■ EXERCISE OBJECTIVE ■
Nothing should differ. Repeat every record as written.

[[ RECORDS TO USE open ]]

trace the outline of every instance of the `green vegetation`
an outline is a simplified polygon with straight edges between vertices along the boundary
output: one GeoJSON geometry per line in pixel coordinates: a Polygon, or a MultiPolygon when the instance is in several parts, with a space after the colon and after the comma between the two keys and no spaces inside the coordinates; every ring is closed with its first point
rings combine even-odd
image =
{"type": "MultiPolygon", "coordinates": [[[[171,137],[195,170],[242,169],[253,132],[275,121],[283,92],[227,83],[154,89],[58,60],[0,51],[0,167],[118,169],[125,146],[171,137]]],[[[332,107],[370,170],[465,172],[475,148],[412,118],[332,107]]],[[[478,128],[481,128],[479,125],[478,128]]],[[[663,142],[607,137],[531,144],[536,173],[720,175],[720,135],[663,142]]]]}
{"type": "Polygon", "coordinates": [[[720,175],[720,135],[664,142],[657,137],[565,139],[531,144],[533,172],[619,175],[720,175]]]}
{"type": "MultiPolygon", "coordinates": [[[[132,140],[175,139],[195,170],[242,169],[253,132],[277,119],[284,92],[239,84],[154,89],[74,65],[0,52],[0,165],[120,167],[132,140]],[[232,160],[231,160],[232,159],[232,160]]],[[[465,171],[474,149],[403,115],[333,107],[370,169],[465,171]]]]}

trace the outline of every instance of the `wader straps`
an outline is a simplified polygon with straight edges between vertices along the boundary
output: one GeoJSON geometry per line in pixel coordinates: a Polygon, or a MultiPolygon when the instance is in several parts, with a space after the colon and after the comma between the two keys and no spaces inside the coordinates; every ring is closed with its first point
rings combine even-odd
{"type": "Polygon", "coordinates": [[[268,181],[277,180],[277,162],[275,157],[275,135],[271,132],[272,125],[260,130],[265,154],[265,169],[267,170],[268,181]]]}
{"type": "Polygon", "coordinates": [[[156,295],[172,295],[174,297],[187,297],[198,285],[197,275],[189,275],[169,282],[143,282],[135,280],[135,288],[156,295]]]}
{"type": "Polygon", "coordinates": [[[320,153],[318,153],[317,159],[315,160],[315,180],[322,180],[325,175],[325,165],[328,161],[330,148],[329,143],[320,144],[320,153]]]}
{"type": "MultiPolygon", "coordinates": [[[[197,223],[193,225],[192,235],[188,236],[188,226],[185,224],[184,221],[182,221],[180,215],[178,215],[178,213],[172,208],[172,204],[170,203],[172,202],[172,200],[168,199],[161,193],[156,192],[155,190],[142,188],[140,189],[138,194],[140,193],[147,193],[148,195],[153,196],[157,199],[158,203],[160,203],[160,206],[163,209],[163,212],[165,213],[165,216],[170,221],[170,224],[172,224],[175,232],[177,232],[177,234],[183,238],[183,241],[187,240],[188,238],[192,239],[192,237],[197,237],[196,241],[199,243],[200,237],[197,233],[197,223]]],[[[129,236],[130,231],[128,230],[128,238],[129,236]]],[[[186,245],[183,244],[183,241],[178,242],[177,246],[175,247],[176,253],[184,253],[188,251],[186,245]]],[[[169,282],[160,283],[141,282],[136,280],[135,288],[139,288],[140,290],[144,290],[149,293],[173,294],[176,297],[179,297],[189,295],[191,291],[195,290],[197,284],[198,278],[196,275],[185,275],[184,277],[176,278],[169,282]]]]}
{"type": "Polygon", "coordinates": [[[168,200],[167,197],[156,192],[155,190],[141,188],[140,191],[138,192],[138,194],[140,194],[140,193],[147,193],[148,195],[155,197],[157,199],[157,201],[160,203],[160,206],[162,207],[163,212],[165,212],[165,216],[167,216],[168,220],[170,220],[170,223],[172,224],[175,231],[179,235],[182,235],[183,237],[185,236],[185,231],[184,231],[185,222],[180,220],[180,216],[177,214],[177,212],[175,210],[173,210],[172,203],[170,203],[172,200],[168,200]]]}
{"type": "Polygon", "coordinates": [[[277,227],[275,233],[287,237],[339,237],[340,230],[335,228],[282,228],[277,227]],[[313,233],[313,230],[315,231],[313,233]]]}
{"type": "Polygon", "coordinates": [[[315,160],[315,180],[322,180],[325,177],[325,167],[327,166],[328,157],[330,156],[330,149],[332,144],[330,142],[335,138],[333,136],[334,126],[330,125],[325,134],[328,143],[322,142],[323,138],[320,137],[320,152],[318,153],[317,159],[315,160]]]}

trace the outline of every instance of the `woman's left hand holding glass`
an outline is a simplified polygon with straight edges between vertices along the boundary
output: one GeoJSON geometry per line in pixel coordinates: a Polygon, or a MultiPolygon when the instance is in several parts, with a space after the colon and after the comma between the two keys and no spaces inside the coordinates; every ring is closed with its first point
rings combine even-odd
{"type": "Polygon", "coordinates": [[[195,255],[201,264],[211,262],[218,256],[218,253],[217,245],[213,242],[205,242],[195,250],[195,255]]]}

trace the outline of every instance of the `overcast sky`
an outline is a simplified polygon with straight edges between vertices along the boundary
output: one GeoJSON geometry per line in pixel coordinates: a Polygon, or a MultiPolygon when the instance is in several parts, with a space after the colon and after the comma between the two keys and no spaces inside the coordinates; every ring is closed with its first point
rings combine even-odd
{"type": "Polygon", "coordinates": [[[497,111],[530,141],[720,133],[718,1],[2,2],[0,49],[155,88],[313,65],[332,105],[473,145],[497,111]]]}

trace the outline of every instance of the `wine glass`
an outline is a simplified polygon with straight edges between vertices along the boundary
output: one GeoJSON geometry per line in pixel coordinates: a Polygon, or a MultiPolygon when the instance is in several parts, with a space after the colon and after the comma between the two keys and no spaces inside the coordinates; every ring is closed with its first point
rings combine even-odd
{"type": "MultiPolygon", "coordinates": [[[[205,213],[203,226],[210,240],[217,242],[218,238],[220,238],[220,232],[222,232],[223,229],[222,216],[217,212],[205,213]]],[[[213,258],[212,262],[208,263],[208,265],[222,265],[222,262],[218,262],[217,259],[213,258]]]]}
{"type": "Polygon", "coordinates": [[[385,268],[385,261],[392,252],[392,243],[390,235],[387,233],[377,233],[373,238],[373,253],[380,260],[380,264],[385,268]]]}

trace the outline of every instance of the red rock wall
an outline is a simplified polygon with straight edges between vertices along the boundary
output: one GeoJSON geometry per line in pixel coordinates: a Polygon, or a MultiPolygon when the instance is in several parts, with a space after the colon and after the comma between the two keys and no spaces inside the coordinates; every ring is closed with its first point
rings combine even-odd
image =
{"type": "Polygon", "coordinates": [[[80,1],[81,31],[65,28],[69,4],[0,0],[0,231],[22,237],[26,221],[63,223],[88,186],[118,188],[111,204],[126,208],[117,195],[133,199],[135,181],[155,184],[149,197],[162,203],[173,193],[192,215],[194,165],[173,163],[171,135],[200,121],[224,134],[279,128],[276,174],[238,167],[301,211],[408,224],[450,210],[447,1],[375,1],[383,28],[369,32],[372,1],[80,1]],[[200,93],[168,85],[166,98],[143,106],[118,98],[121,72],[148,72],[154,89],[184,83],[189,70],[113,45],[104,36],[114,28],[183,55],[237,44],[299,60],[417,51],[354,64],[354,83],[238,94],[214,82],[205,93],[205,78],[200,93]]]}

[[ RECORDS TO USE closed ]]

■ ANSWER TO THE PROBLEM ■
trace the outline of every instance of the `green vegetation`
an outline is a simplified polygon with straight edges between vertices along the boundary
output: one GeoJSON geometry per line in pixel coordinates: a Polygon, or a MultiPolygon when the instance is in several parts, with a space after the colon and after the comma between the two keys and no spaces inside the coordinates; every ring is closed with its first point
rings combine even-odd
image =
{"type": "MultiPolygon", "coordinates": [[[[171,137],[195,170],[242,169],[253,132],[275,121],[283,92],[227,83],[154,89],[58,60],[0,51],[0,167],[118,169],[125,146],[171,137]]],[[[332,107],[370,170],[465,172],[475,148],[412,118],[332,107]]],[[[478,128],[481,128],[479,125],[478,128]]],[[[663,142],[607,137],[531,144],[536,173],[720,175],[720,135],[663,142]]]]}
{"type": "Polygon", "coordinates": [[[720,175],[720,135],[664,142],[657,137],[565,139],[531,144],[533,172],[619,175],[720,175]]]}
{"type": "MultiPolygon", "coordinates": [[[[132,140],[175,139],[195,170],[242,169],[253,132],[277,119],[284,92],[239,84],[154,89],[74,65],[0,52],[0,165],[120,167],[132,140]],[[232,160],[231,160],[232,159],[232,160]]],[[[465,171],[474,149],[403,115],[333,107],[370,169],[465,171]]]]}

trace the outline of every instance of the `wader straps`
an outline is a simplified polygon with straight edges between vertices along the boundary
output: one GeoJSON geometry per line in pixel coordinates: a Polygon, or a MultiPolygon when the instance is in several parts, with a space after the colon and after the comma between the two keys and no spaces inside the coordinates; every ring is closed with its first point
rings combine even-odd
{"type": "Polygon", "coordinates": [[[268,181],[277,180],[277,162],[275,157],[275,135],[271,132],[272,125],[260,130],[265,154],[265,169],[267,170],[268,181]]]}
{"type": "Polygon", "coordinates": [[[156,295],[172,295],[174,297],[187,297],[198,285],[197,275],[189,275],[169,282],[143,282],[135,280],[135,288],[156,295]]]}
{"type": "Polygon", "coordinates": [[[320,153],[318,153],[317,159],[315,160],[315,180],[322,180],[325,175],[325,165],[328,161],[330,148],[329,143],[320,144],[320,153]]]}
{"type": "MultiPolygon", "coordinates": [[[[197,223],[193,225],[192,235],[188,236],[188,226],[185,224],[184,221],[182,221],[180,215],[178,215],[178,213],[172,208],[172,204],[170,203],[172,202],[172,200],[168,199],[161,193],[156,192],[155,190],[142,188],[140,189],[138,194],[140,193],[147,193],[148,195],[153,196],[157,199],[158,203],[160,203],[160,206],[163,209],[163,212],[165,213],[165,216],[170,221],[170,224],[172,224],[175,232],[177,232],[177,234],[183,238],[183,241],[187,240],[188,238],[192,239],[192,237],[197,237],[196,241],[199,243],[200,237],[197,233],[197,223]]],[[[129,236],[130,231],[128,230],[128,238],[129,236]]],[[[186,245],[183,244],[183,241],[178,242],[177,246],[175,247],[176,253],[184,253],[188,251],[186,245]]],[[[169,282],[160,283],[141,282],[136,280],[135,288],[139,288],[140,290],[144,290],[149,293],[173,294],[176,297],[179,297],[189,295],[191,291],[195,290],[197,284],[198,278],[196,275],[185,275],[184,277],[176,278],[169,282]]]]}
{"type": "Polygon", "coordinates": [[[168,200],[167,197],[156,192],[155,190],[141,188],[140,191],[138,192],[138,194],[140,194],[140,193],[147,193],[148,195],[155,197],[157,199],[157,201],[160,203],[160,206],[162,207],[163,212],[165,212],[165,216],[167,216],[168,220],[170,220],[170,223],[172,224],[175,231],[179,235],[182,235],[183,237],[185,236],[185,231],[184,231],[185,222],[180,220],[180,216],[177,214],[177,212],[175,210],[173,210],[172,203],[170,203],[172,200],[168,200]]]}
{"type": "Polygon", "coordinates": [[[277,227],[275,233],[287,237],[339,237],[340,230],[335,228],[282,228],[277,227]],[[313,233],[313,230],[315,231],[313,233]]]}
{"type": "Polygon", "coordinates": [[[315,160],[315,180],[322,180],[325,177],[325,167],[327,166],[328,157],[330,156],[330,149],[332,144],[330,142],[335,138],[333,136],[334,126],[330,125],[325,134],[328,143],[322,142],[323,138],[320,137],[320,152],[318,153],[317,159],[315,160]]]}

trace the outline of every instance of the `woman's left hand holding glass`
an outline is a simplified polygon with straight edges between vertices along the boundary
output: one GeoJSON geometry per line in pixel coordinates: a Polygon, or a MultiPolygon when the instance is in several parts, with a space after the colon and after the comma between the two keys and no spaces inside the coordinates; every ring is closed with its first point
rings combine even-odd
{"type": "Polygon", "coordinates": [[[195,255],[201,264],[211,262],[218,256],[218,253],[217,245],[213,242],[205,242],[195,250],[195,255]]]}

trace the outline of every instance of the `overcast sky`
an outline is a simplified polygon with straight edges between vertices along the boundary
output: one GeoJSON geometry per line in pixel coordinates: a Polygon, or a MultiPolygon when the instance is in several parts, with a space after the colon and after the comma between the two keys and no spaces inside the coordinates; every ring is closed with its first point
rings combine even-odd
{"type": "Polygon", "coordinates": [[[497,111],[530,141],[720,133],[718,1],[2,2],[0,49],[155,88],[313,65],[332,105],[473,145],[497,111]]]}

trace the outline of every instance of the `wine glass`
an outline is a simplified polygon with straight edges between vertices along the boundary
output: one GeoJSON geometry per line in pixel coordinates: a Polygon, or a MultiPolygon when the instance is in several parts, with a space after the colon and after the comma between the two keys and no spaces inside the coordinates; every ring is closed with its first point
rings combine even-odd
{"type": "MultiPolygon", "coordinates": [[[[205,213],[203,226],[210,240],[217,242],[218,238],[220,238],[220,232],[222,232],[223,229],[222,216],[217,212],[205,213]]],[[[213,258],[212,262],[208,263],[208,265],[222,265],[222,262],[218,262],[217,259],[213,258]]]]}
{"type": "Polygon", "coordinates": [[[385,268],[385,261],[392,252],[392,243],[390,235],[387,233],[377,233],[373,238],[373,253],[380,260],[380,264],[385,268]]]}

trace the outline of every instance of the red rock wall
an outline is a simplified polygon with straight edges between vertices along the boundary
output: one GeoJSON geometry per line in pixel coordinates: a Polygon, or a MultiPolygon when the instance is in several parts, with a space after the colon and after the comma between the two keys and no spaces inside the coordinates; every ring is closed with its first point
rings combine even-odd
image =
{"type": "Polygon", "coordinates": [[[80,1],[81,31],[65,28],[69,4],[0,0],[0,231],[22,237],[26,221],[63,223],[88,186],[118,188],[111,204],[126,208],[117,195],[133,199],[135,181],[155,184],[149,197],[162,203],[173,193],[192,215],[194,165],[173,163],[171,135],[200,121],[224,134],[279,128],[276,174],[238,167],[301,211],[408,224],[450,210],[447,1],[375,1],[383,28],[369,32],[372,1],[80,1]],[[200,93],[168,85],[166,98],[143,106],[118,98],[121,72],[148,72],[154,89],[184,83],[189,70],[113,45],[104,36],[114,28],[183,55],[237,44],[299,60],[417,51],[354,64],[354,83],[238,94],[214,82],[205,93],[205,78],[200,93]]]}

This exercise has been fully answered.